## Task requirements
Retype the forum thread on regression testing below word for word, from its first line through its last.

## Text shown
= = = = = = =

Completely agree. People tend to dismiss testing rather than balance the depth o...

spc476 · on March 22, 2012

At work, for one small subsection of the project I'm on, I wrote the regression test. I'm testing a "program" that consists of 56 processes (what I'm testing) across three machines (and requires around four other processes across two machines to stub out some services we require but aren't technically part of what I'm testing). It can take up to half an hour to set up (one of the reasons it's not fully automated is that the third party network stack we rely upon will shut down if there are too many errors) and it takes around four hours to run (except for two test cases that require manual intervention to run properly).

And that's just for the back-end processing (nearly 300k lines of C/C++ code). Unit testing? Okay, for large values of "unit", and most of the "units" being tested require almost as much set up as the entire "program".

Is something wrong with the design? Given the constraints and how the project evolved, I can't see it being any simpler. And I'm somewhat overwhelmed with the thought of testing the frontend (which requires Android phones).

wpietri · on March 22, 2012

My metric here is always finding the most valuable way to use my time long term. In the short term, test automation always seems wasteful. But in the long term, it's great. Solid product, little debugging, and minimal manual QA.

You're in a situation with a lot of legacy code. Testing shapes design, but it sounds like you're trying to retrofit testability onto an existing mess. People cut corners for years, and now it's your problem. That sucks.

In your shoes I'd either start improving it or find a new job. I think life's too short to spend my time doing something a computer could and should be doing.

= = = = = = =

Image location labeling entries:
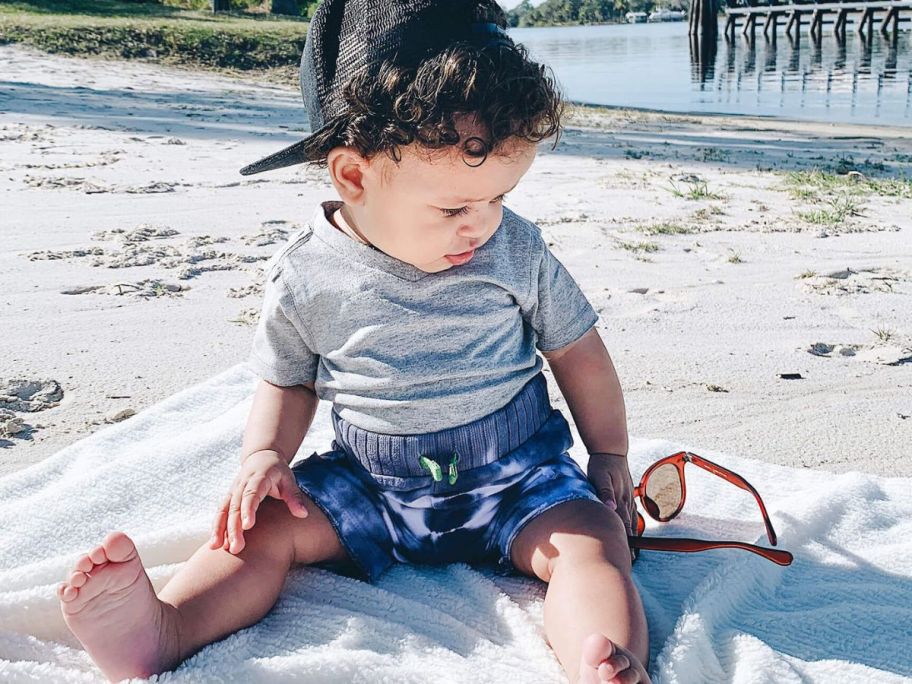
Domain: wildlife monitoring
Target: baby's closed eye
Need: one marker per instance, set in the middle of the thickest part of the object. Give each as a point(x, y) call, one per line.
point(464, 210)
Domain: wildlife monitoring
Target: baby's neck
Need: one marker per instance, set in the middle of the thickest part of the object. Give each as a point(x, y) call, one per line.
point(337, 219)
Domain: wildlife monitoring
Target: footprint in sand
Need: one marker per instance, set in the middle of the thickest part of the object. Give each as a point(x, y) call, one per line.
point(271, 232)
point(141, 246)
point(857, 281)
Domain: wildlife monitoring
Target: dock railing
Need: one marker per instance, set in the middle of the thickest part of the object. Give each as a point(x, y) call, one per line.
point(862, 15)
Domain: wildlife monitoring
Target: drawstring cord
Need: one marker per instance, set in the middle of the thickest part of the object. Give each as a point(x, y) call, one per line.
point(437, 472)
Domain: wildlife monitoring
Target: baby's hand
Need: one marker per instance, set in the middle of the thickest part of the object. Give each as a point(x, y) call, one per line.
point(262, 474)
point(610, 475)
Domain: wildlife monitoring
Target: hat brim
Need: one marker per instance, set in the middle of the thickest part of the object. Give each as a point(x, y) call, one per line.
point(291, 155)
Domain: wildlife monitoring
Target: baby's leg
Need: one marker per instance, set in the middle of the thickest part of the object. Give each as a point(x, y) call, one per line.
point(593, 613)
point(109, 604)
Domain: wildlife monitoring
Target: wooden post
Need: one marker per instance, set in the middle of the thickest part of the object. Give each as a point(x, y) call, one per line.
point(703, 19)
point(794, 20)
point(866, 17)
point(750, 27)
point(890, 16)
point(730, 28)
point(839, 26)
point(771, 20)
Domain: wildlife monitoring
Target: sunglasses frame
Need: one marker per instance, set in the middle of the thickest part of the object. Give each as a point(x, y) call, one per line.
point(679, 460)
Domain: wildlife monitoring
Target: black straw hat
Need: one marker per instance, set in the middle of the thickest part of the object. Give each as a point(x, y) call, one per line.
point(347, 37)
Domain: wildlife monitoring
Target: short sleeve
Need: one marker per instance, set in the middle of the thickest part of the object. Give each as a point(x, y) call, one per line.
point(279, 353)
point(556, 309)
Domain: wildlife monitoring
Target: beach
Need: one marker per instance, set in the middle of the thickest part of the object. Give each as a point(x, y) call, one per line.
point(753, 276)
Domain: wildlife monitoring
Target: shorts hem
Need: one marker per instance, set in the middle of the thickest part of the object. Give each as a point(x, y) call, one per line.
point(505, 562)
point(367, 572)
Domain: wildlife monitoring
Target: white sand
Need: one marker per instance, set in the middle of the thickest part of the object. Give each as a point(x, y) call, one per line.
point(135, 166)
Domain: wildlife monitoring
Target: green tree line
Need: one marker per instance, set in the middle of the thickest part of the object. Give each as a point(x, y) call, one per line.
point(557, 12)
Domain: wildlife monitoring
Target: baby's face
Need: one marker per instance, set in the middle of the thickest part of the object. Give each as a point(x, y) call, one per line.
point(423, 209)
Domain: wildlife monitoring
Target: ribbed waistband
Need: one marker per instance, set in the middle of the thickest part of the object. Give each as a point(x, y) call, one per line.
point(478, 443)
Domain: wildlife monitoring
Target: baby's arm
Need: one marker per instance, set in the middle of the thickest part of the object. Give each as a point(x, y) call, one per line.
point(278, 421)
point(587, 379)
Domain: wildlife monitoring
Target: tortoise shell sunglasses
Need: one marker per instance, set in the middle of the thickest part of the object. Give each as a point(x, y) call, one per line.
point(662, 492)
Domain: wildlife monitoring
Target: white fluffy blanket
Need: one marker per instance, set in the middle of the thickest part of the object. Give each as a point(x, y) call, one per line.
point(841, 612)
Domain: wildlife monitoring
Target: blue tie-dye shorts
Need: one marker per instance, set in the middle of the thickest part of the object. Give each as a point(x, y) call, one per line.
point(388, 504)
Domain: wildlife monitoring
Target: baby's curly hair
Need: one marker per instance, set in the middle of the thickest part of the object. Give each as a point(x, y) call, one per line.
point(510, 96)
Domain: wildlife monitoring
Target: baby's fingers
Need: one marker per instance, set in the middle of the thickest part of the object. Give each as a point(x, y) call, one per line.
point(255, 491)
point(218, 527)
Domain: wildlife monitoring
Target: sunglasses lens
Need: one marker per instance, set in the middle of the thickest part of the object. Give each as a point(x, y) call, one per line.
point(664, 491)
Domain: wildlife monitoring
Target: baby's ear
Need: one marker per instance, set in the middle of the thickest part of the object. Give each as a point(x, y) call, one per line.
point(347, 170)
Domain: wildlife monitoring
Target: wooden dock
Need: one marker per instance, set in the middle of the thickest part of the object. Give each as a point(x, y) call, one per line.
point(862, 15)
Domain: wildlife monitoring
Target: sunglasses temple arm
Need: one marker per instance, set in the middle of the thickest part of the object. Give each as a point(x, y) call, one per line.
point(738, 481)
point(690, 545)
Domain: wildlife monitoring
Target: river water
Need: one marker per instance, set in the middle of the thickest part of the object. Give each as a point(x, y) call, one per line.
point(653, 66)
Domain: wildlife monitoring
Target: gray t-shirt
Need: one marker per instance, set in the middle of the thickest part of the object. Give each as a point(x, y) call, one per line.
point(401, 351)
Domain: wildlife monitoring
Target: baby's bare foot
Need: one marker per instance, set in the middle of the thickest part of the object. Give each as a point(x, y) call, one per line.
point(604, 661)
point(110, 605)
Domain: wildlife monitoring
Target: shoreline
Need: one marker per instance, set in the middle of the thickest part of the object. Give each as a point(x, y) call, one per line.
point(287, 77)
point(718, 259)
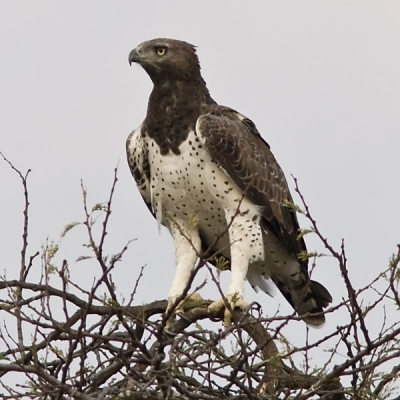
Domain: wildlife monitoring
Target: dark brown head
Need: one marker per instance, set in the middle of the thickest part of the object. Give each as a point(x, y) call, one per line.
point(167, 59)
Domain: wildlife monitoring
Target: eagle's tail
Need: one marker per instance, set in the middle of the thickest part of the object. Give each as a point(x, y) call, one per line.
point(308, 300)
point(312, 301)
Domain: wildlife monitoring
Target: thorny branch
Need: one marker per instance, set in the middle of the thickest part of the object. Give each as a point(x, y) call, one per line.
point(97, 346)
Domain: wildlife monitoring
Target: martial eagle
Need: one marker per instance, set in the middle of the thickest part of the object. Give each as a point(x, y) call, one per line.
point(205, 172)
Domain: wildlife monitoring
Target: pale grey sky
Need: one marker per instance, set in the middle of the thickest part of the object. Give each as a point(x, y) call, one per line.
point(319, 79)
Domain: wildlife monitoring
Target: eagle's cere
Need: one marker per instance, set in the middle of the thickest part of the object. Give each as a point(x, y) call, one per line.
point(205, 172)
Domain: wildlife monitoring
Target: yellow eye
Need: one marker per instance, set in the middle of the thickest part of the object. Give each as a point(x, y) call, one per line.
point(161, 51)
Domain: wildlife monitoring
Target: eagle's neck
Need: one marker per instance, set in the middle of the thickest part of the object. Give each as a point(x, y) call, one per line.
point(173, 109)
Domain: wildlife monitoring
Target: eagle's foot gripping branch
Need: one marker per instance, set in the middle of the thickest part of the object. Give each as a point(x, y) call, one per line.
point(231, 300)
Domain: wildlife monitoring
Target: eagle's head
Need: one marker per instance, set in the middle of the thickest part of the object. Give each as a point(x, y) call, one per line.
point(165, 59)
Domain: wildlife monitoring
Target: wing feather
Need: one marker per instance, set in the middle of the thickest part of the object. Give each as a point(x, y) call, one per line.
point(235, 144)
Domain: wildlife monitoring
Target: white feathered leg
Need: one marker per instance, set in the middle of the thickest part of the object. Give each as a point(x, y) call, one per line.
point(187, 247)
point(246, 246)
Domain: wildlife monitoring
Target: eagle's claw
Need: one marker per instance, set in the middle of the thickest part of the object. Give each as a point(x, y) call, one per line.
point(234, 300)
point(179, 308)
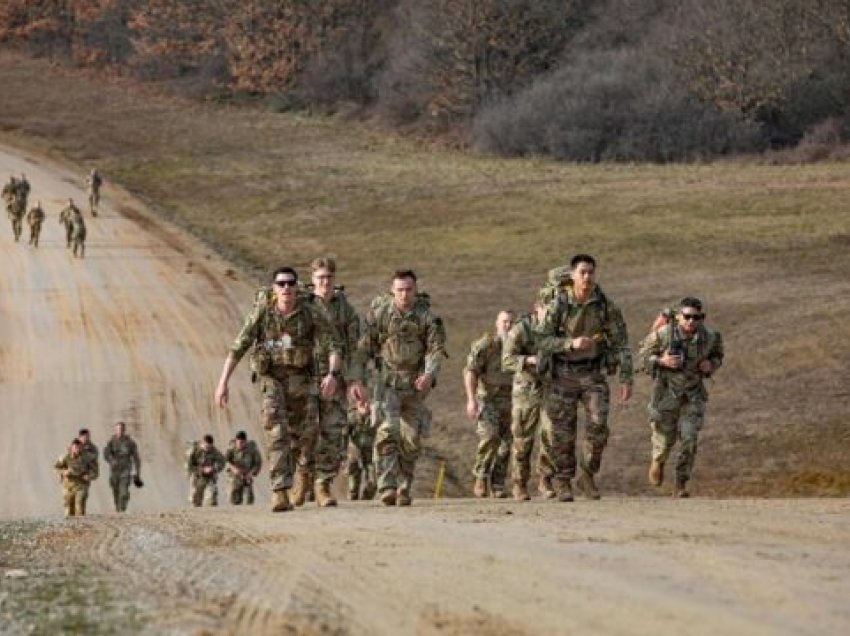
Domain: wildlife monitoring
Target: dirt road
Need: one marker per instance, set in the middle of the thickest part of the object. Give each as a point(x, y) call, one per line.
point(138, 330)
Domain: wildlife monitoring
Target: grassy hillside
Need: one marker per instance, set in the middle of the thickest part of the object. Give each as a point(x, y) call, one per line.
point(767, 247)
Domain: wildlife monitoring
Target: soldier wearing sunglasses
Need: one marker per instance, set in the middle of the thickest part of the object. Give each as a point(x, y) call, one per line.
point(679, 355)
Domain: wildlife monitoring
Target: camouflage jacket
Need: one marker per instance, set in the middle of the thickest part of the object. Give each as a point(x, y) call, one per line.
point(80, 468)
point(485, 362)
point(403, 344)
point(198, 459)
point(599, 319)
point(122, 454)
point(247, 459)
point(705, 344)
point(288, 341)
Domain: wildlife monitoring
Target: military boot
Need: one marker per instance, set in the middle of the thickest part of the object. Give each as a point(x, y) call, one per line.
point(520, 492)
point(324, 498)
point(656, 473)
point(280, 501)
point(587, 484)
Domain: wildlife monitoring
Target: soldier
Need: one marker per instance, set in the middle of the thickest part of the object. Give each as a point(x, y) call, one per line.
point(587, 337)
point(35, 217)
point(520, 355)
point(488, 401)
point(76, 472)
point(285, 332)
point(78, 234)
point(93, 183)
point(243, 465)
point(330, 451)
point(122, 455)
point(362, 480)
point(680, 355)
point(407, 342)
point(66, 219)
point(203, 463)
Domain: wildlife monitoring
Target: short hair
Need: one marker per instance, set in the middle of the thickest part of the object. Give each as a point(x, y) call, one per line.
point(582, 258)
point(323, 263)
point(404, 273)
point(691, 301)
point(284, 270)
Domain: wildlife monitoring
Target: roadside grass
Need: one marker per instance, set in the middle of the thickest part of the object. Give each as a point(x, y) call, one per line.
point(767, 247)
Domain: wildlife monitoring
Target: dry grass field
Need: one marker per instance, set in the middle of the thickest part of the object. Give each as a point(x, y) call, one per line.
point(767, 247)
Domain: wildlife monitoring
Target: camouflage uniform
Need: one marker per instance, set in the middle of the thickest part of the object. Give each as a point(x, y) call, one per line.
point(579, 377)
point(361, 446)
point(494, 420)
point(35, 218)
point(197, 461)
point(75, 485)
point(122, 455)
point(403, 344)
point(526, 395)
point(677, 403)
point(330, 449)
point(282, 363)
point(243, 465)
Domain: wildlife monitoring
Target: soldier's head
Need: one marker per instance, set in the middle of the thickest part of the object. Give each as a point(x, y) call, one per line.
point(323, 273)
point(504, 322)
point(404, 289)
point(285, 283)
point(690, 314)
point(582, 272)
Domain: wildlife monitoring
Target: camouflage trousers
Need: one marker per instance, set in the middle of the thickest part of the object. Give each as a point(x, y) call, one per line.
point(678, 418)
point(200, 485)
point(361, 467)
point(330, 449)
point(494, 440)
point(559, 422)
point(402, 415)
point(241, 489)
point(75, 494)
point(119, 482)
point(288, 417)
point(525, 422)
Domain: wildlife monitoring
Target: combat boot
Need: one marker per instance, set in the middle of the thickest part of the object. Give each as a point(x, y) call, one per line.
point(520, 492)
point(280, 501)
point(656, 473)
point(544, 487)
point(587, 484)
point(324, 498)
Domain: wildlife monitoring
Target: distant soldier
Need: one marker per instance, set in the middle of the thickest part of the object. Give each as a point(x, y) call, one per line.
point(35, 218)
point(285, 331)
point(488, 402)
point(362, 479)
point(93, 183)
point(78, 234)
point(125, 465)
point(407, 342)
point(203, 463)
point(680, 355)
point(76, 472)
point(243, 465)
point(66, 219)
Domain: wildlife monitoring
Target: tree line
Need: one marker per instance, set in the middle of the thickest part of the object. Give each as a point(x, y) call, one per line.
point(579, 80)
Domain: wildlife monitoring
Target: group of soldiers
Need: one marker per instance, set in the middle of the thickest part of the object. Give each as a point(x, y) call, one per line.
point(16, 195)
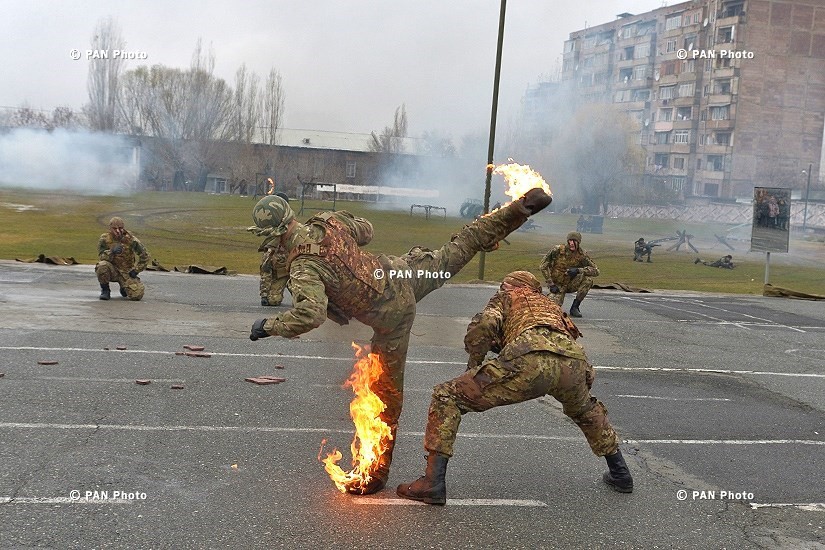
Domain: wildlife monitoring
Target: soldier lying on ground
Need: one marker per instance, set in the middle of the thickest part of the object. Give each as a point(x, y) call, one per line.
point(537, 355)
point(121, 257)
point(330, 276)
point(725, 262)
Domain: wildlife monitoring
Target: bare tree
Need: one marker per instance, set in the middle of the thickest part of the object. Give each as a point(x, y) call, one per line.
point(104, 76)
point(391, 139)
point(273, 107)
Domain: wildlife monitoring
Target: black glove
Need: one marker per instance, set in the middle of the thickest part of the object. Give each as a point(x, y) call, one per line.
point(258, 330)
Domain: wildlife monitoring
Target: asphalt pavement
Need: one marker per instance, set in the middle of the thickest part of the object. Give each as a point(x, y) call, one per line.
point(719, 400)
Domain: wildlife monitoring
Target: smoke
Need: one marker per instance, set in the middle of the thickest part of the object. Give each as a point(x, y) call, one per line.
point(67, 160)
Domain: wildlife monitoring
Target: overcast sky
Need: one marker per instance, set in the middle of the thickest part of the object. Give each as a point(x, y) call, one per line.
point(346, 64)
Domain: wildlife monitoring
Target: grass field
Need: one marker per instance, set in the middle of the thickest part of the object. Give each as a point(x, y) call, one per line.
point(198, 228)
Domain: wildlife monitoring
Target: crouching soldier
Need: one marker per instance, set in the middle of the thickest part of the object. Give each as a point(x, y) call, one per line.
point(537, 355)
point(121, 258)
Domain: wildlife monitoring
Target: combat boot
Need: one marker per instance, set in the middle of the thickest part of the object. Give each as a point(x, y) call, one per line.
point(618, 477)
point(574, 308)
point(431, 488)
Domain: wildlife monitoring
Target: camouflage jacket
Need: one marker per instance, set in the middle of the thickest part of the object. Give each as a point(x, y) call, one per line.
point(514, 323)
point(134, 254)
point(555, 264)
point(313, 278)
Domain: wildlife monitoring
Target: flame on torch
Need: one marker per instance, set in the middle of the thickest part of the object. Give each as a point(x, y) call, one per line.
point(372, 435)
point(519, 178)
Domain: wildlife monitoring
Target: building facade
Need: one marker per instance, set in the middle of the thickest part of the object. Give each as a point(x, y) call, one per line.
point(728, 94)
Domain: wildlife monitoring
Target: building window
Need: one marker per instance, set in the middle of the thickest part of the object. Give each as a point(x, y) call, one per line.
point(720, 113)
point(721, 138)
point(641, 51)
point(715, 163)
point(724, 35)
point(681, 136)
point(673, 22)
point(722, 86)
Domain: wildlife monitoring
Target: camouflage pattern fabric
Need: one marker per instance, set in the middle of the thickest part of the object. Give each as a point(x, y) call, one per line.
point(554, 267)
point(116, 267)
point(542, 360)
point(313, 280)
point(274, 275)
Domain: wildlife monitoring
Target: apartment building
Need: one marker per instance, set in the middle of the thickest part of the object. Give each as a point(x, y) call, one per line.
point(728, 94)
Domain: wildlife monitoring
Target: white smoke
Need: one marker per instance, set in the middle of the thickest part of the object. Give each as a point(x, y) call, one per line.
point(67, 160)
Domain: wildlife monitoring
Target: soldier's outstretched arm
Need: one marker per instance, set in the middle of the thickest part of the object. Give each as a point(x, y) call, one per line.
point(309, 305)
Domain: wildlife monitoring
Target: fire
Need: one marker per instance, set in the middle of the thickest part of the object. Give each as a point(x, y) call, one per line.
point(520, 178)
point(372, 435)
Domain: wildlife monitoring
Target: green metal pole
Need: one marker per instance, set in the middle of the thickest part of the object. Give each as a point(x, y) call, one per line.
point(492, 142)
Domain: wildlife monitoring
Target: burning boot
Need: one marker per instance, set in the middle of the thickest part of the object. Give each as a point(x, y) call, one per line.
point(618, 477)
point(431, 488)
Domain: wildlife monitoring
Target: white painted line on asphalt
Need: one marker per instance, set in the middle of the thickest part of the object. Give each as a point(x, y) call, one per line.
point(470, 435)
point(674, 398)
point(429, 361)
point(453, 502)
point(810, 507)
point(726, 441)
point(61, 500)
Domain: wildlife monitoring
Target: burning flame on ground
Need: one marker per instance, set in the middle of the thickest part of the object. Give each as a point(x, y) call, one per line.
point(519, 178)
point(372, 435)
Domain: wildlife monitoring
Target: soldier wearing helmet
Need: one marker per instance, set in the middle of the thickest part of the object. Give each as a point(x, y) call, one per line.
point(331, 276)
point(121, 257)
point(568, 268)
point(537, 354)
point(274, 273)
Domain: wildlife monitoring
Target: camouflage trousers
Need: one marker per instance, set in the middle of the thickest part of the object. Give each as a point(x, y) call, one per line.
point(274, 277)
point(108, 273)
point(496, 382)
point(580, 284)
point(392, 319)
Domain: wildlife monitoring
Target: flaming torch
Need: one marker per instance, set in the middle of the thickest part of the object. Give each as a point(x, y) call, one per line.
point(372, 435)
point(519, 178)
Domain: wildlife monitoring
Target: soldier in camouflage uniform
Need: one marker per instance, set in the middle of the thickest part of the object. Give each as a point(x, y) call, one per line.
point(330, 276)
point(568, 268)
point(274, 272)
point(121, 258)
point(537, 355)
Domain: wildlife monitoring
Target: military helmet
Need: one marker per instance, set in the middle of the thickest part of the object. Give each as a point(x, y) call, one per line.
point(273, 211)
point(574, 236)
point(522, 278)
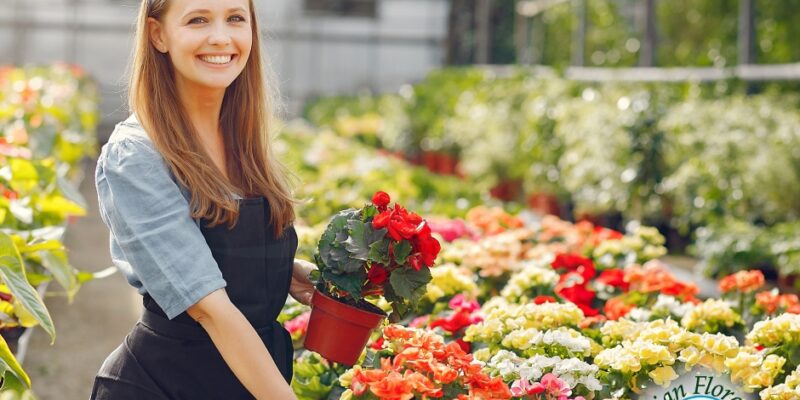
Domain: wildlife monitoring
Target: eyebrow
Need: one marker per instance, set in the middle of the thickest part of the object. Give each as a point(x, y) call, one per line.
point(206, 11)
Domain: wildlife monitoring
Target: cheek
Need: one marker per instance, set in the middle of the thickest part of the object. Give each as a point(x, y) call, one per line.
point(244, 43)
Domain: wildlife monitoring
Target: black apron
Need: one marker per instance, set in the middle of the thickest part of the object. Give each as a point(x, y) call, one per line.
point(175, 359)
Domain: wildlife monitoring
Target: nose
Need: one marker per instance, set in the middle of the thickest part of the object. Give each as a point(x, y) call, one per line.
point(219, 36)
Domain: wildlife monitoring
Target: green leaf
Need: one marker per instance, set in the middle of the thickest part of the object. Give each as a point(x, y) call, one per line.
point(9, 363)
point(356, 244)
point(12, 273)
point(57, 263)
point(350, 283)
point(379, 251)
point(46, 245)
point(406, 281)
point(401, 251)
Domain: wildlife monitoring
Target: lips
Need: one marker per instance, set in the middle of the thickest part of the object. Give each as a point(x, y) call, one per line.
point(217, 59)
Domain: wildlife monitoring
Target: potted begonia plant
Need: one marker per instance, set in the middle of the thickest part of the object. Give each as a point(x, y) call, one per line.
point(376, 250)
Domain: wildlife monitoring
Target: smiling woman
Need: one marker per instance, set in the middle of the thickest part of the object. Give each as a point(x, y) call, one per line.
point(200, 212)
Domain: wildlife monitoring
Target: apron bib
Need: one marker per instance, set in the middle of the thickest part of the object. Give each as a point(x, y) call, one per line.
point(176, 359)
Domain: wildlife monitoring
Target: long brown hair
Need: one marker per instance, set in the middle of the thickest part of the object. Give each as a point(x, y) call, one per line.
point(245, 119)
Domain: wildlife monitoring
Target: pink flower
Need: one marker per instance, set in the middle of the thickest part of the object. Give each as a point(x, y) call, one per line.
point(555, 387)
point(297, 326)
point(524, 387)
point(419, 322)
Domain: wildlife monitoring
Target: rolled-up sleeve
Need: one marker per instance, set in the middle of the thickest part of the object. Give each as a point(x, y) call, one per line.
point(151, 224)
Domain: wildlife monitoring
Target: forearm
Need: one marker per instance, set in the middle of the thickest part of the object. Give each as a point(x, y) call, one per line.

= = = = = = =

## Response
Completely agree. People tend to dismiss testing rather than balance the depth o...

spc476 · on March 22, 2012

At work, for one small subsection of the project I'm on, I wrote the regression test. I'm testing a "program" that consists of 56 processes (what I'm testing) across three machines (and requires around four other processes across two machines to stub out some services we require but aren't technically part of what I'm testing). It can take up to half an hour to set up (one of the reasons it's not fully automated is that the third party network stack we rely upon will shut down if there are too many errors) and it takes around four hours to run (except for two test cases that require manual intervention to run properly).

And that's just for the back-end processing (nearly 300k lines of C/C++ code). Unit testing? Okay, for large values of "unit", and most of the "units" being tested require almost as much set up as the entire "program".

Is something wrong with the design? Given the constraints and how the project evolved, I can't see it being any simpler. And I'm somewhat overwhelmed with the thought of testing the frontend (which requires Android phones).

wpietri · on March 22, 2012

My metric here is always finding the most valuable way to use my time long term. In the short term, test automation always seems wasteful. But in the long term, it's great. Solid product, little debugging, and minimal manual QA.

You're in a situation with a lot of legacy code. Testing shapes design, but it sounds like you're trying to retrofit testability onto an existing mess. People cut corners for years, and now it's your problem. That sucks.

In your shoes I'd either start improving it or find a new job. I think life's too short to spend my time doing something a computer could and should be doing.